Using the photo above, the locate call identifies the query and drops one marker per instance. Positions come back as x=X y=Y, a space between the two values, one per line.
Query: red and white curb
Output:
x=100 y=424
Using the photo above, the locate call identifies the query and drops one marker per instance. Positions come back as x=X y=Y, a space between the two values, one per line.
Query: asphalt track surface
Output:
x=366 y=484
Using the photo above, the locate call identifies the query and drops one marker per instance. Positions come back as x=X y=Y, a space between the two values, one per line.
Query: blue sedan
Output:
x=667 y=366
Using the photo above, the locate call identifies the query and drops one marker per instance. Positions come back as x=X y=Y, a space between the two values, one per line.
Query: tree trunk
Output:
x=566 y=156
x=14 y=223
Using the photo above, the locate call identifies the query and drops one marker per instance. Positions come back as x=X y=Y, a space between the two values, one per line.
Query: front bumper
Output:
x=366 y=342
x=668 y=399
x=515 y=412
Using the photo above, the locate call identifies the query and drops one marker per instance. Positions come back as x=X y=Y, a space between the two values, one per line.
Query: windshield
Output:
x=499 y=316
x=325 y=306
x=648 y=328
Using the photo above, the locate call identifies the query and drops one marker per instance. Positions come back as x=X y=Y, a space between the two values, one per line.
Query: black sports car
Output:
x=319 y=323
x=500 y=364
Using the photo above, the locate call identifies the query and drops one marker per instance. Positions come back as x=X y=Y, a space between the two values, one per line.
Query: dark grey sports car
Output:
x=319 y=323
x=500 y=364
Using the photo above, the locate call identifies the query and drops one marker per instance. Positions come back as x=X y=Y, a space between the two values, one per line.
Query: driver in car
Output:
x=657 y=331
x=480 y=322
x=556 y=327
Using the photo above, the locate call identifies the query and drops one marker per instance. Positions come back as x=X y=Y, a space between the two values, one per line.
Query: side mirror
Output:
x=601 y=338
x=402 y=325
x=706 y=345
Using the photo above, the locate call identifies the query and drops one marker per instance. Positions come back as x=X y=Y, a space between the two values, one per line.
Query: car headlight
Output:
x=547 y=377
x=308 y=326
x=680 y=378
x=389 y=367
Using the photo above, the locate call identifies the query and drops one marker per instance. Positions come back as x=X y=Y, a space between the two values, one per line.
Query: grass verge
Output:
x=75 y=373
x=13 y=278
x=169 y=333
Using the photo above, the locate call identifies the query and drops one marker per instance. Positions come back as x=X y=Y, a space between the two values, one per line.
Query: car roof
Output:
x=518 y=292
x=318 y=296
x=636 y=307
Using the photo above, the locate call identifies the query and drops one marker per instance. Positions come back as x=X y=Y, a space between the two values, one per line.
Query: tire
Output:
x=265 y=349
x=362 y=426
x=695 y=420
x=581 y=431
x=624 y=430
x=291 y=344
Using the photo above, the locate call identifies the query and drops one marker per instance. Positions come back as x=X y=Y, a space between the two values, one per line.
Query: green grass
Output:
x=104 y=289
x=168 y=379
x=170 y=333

*****

*Your objective:* From the listing, reproduce every line where the word "grass" is present.

*Your response:*
Query: grass verge
Query: green grass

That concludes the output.